Task brief: Each record that follows should be transcribed word for word.

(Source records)

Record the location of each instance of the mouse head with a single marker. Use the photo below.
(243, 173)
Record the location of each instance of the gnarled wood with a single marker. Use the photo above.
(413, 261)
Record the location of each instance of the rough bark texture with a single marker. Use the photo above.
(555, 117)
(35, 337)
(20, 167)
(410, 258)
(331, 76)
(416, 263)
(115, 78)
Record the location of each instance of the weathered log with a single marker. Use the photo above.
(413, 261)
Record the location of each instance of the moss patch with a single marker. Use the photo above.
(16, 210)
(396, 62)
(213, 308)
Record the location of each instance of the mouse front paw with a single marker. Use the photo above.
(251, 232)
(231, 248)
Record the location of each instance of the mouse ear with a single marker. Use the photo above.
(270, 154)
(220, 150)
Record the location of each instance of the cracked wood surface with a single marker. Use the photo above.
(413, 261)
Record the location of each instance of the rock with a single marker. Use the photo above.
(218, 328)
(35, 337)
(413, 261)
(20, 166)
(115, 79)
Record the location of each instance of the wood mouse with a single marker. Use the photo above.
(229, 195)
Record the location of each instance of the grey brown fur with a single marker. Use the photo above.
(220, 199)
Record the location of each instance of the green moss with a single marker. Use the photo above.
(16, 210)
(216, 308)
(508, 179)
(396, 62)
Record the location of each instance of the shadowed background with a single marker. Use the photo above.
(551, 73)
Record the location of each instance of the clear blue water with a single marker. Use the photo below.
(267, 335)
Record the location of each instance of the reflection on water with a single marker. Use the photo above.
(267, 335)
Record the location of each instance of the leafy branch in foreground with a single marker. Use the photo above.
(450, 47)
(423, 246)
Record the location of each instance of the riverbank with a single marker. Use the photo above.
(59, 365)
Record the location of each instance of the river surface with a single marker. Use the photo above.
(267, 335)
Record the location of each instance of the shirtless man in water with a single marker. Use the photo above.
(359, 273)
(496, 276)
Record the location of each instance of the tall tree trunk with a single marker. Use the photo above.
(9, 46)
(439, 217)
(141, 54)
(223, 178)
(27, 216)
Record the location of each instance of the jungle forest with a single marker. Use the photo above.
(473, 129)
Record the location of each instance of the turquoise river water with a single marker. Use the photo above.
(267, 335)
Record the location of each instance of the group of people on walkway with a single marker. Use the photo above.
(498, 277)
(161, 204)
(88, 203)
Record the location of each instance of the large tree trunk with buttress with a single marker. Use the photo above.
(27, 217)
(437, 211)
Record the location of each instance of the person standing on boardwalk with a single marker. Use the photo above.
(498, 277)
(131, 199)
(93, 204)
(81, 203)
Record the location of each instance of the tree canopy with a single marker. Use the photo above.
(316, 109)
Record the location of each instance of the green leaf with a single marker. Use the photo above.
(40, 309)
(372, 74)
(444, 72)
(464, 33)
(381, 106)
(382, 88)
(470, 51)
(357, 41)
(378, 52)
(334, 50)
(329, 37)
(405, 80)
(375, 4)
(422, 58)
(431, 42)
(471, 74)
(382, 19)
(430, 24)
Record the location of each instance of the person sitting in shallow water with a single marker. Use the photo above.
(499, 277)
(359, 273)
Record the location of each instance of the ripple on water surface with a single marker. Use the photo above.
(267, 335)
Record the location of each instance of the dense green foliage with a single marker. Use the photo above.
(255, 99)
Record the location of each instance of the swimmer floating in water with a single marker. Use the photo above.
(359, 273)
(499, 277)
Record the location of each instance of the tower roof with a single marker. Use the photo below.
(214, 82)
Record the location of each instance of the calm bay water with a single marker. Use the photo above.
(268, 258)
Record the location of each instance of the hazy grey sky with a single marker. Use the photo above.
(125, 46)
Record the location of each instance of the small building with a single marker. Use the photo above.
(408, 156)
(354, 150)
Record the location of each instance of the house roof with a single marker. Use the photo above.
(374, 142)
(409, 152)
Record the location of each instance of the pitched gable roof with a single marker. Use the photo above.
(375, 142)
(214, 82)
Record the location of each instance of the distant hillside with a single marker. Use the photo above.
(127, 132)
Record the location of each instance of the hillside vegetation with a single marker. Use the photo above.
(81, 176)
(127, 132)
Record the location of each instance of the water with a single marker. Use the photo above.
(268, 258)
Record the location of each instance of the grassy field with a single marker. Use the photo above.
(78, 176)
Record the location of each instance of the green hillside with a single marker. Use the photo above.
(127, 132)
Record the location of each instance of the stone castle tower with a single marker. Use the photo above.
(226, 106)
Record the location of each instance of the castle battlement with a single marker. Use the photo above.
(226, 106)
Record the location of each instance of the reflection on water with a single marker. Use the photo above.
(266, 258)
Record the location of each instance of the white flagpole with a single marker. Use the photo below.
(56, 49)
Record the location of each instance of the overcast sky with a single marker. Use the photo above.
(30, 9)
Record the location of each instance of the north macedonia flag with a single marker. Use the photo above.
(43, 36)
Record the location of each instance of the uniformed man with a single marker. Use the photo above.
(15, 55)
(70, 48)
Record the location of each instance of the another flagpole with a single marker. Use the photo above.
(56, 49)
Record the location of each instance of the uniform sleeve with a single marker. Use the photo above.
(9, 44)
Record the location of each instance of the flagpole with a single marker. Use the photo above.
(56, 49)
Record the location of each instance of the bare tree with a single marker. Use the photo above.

Answer for this exercise:
Record the location of each instance of the mouse head with a single marker. Use the photo below.
(243, 173)
Record the location of each instance of the gnarled wood with a single marker. Use the photo above.
(413, 261)
Record the location of each instance of the rough bark texture with a single marker. Use the photo above.
(555, 117)
(35, 337)
(20, 167)
(410, 258)
(331, 76)
(416, 263)
(115, 78)
Record the location of each instance of the weathered log with a single marker. Use the photo above.
(413, 261)
Record the location of each instance of the moss patch with a single marker. Use the photo above.
(16, 210)
(396, 62)
(213, 308)
Record the location of each instance of the mouse front paw with a single marker. Use the photo above.
(251, 232)
(231, 248)
Record the location of each instance of the mouse ear with a single marker. Use the photo above.
(270, 154)
(220, 150)
Record the location of each instance of the cracked wood surface with a single marker. Use the photo above.
(413, 261)
Record the location of each instance of the rock with a single marker. Use the photo above.
(218, 328)
(35, 337)
(413, 261)
(20, 166)
(115, 79)
Record the location of each instance of the wood mouse with a single marker. Use the photo above.
(229, 195)
Record the location of each instance of the grey brown fur with a single marker. Use the photo above.
(220, 199)
Record the location of each instance of the green moss with a single marker. Use the photo above.
(16, 210)
(216, 308)
(508, 179)
(396, 62)
Record the location of each instance of the shadowed background with a single marker. Use the photo above.
(551, 73)
Record the location of each instance of the clear blue water with a single marker. Use the photo below.
(267, 335)
Record the location of each instance of the reflection on water with a single marker. Use the photo above.
(267, 335)
Record the location of each instance of the leafy branch in foreground with a single marker. Use the photo above.
(450, 47)
(423, 246)
Record the location of each instance of the riverbank with a single marker. Use the photo above.
(59, 365)
Record the location of each instance of the river surface with a single marker. Use the photo above.
(267, 335)
Record the location of each instance of the shirtless man in water with a single marker. Use the photo above.
(359, 273)
(496, 276)
Record the location of each instance of the tall tree trunk with a single marker. Use the photo above.
(9, 46)
(439, 217)
(141, 54)
(223, 178)
(27, 216)
Record the location of each instance of the jungle forest with a single marker. Use the photo above.
(473, 129)
Record the location of each instance of the turquoise river water with a single marker. Use the photo above.
(267, 335)
Record the location of each instance of the group of people on walkway with a single marker. Use the photo above.
(498, 277)
(161, 204)
(88, 203)
Record the location of each instance of the large tree trunk with buttress with a single marker. Use the photo above.
(27, 217)
(437, 211)
Record the location of each instance of the person standing on boardwalk with a single marker. Use the photo above.
(498, 277)
(131, 199)
(93, 204)
(81, 203)
Record the location of each instance of the tree canopy with a single marker. Use the photo above.
(316, 109)
Record the location of each instance of the green leaf with a single marker. Use the photo above.
(40, 309)
(372, 74)
(444, 72)
(464, 33)
(381, 106)
(382, 88)
(470, 51)
(357, 41)
(378, 52)
(334, 50)
(329, 37)
(405, 80)
(375, 4)
(422, 58)
(431, 42)
(471, 74)
(382, 19)
(430, 24)
Record the location of each instance of the person sitting in shallow water with a single marker. Use the photo above.
(499, 277)
(359, 273)
Record the location of each instance of the ripple on water surface with a single marker. Use the photo above.
(267, 335)
Record the location of each instance of the dense green foliage with a single marker. Use the photo above.
(255, 99)
Record the location of each instance of the swimmer floating in water with a single marker. Use the photo above.
(359, 273)
(499, 277)
Record the location of each instance of the tower roof with a single marker. Use the photo below.
(214, 82)
Record the location of each instance of the calm bay water with a single marker. Use the photo above.
(268, 258)
Record the location of each instance of the hazy grey sky with a single marker. Use the photo above.
(125, 46)
Record the location of each instance of the small building with a single marker. Use the photo above.
(408, 156)
(354, 150)
Record the location of each instance of the house roof with a single marker. Use the photo above.
(374, 142)
(409, 152)
Record the location of each instance of the pitched gable roof with a single marker. Use the photo above.
(375, 142)
(214, 82)
Record the location of each instance of the distant hillside with a single marker. Use the photo above.
(127, 132)
Record the location of each instance of the hillside vegetation with a single marker. Use the photo above.
(81, 176)
(127, 132)
Record the location of each instance of the water with a single marker. Use the photo above.
(268, 258)
Record the location of each instance of the grassy field with a single marker. Use the photo above.
(78, 176)
Record the location of each instance of the green hillside with a single marker. Use the photo above.
(127, 132)
Record the location of each instance of the stone castle tower with a single marker. Use the photo above.
(226, 106)
Record the location of each instance of the castle battlement with a single marker. Use the photo above.
(226, 106)
Record the location of each instance of the reflection on water with a single marker. Use the photo above.
(266, 258)
Record the location of each instance of the white flagpole with a single marker. Use the photo below.
(56, 49)
Record the location of each instance of the overcast sky with a single marker. Use the photo above.
(30, 9)
Record the location of each instance of the north macedonia flag with a single marker. Use the photo above.
(43, 36)
Record the location of each instance of the uniformed man with a single marker. Use the photo above.
(15, 55)
(70, 48)
Record the location of each instance of the another flagpole with a single marker. Use the photo above.
(56, 49)
Record the location of each instance of the uniform sleeve with a single marker. Use the photo above.
(9, 44)
Record the location of each instance of the flagpole with a single marker. Use the photo above.
(56, 49)
Record the location of each instance of the bare tree with a single marker. Use the photo above.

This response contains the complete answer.